Take the entries below and print, exactly, the stretch from the line containing "# rows in the form column 21, row 412" through the line containing "# rows in the form column 271, row 28", both included.

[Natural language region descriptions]
--------
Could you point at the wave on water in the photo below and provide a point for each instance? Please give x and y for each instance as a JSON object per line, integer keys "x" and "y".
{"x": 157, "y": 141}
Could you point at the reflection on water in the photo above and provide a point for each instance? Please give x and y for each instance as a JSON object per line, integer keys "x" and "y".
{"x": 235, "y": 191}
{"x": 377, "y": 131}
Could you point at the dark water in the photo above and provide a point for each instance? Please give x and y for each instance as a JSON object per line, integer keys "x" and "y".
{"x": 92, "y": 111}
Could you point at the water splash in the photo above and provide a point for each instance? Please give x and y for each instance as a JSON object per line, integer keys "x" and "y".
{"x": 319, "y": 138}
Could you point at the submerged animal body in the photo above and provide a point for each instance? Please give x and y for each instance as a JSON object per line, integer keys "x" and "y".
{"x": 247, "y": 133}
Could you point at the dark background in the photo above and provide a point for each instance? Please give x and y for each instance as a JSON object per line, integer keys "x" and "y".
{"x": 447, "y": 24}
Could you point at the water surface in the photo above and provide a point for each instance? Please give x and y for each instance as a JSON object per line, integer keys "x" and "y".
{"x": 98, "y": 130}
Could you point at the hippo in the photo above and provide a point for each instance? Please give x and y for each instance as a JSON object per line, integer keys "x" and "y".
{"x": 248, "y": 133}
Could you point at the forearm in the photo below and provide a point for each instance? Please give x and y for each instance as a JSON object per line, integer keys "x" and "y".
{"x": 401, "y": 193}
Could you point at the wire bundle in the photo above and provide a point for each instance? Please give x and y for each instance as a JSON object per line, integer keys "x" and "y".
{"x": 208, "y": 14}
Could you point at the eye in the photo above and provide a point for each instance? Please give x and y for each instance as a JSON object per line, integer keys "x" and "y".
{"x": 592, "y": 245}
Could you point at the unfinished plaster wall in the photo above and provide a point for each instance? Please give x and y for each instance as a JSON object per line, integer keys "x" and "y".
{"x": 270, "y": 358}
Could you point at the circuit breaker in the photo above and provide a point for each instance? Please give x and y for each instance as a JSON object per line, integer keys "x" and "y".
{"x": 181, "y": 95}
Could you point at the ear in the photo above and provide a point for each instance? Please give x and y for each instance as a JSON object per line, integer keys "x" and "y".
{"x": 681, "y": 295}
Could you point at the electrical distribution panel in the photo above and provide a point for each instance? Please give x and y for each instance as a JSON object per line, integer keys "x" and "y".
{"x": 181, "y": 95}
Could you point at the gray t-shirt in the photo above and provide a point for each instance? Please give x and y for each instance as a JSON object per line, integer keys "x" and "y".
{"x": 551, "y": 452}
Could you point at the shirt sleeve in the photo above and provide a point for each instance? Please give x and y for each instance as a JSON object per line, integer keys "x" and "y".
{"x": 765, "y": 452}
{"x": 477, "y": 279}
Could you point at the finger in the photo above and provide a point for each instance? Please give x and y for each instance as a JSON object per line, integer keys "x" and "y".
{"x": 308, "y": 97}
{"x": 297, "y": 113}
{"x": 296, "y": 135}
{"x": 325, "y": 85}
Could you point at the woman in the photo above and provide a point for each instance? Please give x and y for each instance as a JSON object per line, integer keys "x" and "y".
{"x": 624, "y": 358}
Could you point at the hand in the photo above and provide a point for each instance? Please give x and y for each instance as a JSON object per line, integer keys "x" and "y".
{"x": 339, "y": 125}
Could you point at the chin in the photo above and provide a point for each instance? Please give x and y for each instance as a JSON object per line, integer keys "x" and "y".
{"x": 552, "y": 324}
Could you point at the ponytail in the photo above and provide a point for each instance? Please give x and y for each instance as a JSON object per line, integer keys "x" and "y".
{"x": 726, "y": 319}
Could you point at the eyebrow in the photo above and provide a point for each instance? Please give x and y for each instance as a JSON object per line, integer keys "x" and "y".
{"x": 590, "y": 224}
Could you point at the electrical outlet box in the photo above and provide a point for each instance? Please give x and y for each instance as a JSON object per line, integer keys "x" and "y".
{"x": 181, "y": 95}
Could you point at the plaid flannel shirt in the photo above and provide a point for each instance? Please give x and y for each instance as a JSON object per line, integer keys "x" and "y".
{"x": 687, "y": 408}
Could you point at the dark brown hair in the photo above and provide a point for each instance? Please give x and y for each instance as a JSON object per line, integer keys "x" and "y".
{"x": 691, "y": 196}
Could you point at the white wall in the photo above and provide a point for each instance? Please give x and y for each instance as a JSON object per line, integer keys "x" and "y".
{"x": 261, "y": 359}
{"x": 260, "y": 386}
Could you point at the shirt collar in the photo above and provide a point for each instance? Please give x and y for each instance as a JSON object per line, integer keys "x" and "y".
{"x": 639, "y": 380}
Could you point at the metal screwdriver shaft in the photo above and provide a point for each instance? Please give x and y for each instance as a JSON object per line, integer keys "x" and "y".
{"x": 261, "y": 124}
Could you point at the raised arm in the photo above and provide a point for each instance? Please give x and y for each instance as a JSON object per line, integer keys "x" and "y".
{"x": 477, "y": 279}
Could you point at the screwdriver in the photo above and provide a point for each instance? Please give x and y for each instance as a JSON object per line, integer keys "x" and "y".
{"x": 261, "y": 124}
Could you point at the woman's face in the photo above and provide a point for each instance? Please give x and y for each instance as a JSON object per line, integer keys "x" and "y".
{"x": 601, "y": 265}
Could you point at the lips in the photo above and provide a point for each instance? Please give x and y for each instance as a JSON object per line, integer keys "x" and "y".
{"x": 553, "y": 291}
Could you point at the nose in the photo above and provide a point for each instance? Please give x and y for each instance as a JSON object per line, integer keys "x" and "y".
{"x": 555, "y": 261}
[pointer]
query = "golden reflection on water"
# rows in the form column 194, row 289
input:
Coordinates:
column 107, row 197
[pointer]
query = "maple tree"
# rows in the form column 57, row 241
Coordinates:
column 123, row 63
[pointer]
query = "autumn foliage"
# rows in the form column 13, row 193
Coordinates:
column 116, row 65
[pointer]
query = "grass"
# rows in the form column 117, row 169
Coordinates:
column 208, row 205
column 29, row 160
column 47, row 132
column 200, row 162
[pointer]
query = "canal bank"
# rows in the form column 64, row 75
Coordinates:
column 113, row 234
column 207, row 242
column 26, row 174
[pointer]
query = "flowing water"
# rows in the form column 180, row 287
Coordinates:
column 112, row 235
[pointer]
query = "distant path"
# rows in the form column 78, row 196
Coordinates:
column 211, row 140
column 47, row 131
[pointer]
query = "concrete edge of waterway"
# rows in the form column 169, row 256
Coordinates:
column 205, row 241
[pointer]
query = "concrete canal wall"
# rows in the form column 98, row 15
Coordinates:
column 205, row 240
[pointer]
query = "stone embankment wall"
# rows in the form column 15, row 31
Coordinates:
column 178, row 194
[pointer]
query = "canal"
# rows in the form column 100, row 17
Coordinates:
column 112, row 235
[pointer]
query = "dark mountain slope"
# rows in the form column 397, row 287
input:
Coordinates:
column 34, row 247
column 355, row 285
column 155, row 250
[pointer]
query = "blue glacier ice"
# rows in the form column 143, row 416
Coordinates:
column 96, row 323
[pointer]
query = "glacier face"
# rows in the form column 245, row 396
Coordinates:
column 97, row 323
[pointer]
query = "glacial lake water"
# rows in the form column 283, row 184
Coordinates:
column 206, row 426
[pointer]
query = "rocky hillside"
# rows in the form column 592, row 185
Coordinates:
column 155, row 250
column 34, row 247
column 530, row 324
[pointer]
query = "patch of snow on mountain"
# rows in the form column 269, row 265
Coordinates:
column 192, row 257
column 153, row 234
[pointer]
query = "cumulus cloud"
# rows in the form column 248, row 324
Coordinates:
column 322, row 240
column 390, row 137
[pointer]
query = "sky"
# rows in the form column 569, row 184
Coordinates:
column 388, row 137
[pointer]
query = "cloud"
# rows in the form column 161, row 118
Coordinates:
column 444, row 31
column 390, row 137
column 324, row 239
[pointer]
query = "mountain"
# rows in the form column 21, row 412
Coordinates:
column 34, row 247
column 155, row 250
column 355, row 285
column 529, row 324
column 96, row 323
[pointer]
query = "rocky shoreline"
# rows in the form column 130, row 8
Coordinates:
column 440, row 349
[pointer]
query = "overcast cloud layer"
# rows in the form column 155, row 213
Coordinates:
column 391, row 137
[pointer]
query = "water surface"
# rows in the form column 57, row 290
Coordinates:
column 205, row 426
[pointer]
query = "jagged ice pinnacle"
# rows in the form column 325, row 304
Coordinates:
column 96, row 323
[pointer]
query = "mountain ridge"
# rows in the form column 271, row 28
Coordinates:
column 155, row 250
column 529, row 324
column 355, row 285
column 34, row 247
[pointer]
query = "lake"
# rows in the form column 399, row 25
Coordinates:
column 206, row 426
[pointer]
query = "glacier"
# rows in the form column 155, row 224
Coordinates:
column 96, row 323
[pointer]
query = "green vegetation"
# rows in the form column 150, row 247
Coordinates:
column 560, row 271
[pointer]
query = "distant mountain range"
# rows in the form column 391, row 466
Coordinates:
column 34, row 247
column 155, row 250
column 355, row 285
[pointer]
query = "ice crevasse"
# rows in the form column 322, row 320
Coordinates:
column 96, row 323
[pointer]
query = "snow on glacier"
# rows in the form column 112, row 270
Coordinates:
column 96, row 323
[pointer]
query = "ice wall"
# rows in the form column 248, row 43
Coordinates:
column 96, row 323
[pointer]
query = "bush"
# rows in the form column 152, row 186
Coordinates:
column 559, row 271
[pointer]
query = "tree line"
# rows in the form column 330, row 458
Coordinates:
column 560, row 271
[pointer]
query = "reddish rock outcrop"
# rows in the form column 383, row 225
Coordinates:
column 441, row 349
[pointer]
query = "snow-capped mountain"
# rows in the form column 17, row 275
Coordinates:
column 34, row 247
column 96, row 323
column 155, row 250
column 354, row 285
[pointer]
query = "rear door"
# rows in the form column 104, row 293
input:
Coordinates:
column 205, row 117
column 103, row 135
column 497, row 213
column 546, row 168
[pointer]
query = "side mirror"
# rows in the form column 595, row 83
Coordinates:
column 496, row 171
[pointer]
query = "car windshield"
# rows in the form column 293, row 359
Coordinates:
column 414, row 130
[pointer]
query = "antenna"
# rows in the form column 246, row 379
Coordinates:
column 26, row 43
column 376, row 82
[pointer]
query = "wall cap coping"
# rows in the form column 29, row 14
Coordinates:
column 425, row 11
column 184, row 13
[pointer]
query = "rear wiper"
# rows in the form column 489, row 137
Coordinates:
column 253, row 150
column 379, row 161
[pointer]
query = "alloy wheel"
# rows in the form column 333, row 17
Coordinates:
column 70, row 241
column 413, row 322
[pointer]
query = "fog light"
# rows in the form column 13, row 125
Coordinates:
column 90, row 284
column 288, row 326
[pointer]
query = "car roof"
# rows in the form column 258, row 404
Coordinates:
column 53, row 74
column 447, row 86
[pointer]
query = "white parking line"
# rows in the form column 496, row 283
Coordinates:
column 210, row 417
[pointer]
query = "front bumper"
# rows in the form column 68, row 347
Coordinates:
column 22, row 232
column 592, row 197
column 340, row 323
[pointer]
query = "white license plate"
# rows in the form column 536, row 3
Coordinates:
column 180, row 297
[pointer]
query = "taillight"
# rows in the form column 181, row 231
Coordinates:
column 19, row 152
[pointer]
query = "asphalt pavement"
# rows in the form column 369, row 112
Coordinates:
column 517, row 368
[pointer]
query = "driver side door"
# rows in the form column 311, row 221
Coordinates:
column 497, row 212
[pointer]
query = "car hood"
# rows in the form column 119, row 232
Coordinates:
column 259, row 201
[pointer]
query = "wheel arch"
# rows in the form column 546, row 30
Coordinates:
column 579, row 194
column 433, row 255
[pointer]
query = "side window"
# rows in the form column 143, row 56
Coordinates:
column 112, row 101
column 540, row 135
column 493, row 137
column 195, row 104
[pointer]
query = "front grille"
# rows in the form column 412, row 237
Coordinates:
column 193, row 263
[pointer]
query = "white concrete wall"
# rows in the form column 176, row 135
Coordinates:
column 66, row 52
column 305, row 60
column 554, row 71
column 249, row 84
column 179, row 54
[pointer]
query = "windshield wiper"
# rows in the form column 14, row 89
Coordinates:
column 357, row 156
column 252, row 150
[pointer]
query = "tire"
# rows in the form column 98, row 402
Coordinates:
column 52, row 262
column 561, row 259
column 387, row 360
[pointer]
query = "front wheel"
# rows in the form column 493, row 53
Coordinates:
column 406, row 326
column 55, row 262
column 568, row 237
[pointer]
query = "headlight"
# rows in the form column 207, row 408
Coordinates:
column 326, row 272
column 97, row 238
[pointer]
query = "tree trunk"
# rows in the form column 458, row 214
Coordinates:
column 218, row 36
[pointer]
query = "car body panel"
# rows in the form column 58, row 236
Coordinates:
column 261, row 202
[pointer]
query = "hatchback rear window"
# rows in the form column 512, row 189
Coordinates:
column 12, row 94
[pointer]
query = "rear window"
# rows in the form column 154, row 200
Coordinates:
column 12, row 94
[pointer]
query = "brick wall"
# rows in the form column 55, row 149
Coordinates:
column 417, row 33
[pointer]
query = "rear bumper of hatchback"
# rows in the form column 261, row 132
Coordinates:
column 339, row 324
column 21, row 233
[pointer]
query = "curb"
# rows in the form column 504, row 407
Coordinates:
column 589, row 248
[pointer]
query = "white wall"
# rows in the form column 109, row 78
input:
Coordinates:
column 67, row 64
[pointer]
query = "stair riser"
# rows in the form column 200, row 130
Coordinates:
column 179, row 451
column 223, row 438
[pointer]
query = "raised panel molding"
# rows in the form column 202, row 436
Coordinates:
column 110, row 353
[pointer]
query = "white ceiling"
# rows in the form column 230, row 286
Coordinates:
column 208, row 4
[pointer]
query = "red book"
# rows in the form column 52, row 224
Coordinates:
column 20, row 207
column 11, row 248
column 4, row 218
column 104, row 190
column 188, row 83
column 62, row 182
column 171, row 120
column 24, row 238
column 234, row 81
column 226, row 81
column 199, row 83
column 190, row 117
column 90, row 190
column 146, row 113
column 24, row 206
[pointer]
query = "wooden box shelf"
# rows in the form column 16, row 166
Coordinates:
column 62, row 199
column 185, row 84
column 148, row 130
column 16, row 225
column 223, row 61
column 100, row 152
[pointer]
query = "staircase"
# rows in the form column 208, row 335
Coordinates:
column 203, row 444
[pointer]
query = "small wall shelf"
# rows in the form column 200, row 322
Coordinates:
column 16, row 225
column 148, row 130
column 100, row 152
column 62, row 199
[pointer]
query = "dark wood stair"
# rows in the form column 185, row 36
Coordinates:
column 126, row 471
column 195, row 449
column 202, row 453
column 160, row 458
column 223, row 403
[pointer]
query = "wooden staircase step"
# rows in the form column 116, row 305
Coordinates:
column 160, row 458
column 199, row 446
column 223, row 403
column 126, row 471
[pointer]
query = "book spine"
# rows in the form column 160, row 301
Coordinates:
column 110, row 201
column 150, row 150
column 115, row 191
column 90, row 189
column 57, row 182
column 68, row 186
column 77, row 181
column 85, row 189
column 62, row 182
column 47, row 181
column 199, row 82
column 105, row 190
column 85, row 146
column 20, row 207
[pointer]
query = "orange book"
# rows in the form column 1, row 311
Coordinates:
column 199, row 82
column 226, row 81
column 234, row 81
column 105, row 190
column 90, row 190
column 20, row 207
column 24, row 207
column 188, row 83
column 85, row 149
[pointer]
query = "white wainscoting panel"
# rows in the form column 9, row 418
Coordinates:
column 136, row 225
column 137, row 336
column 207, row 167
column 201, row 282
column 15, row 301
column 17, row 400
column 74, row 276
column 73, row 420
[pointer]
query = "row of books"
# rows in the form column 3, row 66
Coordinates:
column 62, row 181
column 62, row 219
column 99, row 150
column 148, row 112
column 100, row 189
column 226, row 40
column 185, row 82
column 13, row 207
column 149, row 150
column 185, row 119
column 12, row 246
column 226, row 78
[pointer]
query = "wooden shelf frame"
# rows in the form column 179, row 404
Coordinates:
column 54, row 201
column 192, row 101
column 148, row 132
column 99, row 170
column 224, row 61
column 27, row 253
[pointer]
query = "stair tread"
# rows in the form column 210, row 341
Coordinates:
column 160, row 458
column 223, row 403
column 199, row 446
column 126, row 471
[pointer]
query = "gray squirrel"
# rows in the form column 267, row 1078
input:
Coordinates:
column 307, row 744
--------
- [Final answer]:
# rows in the form column 21, row 412
Coordinates:
column 34, row 247
column 155, row 250
column 355, row 285
column 529, row 324
column 96, row 323
[pointer]
query = "rocky shoreline"
# rows in the form column 130, row 8
Coordinates:
column 440, row 349
[pointer]
query = "overcast cloud layer"
# rows in the form column 155, row 213
Coordinates:
column 391, row 137
[pointer]
query = "water surface"
# rows in the form column 57, row 290
Coordinates:
column 205, row 426
[pointer]
query = "jagged ice pinnacle"
# rows in the form column 325, row 304
Coordinates:
column 96, row 323
[pointer]
query = "mountain ridge"
# rows in the form column 271, row 28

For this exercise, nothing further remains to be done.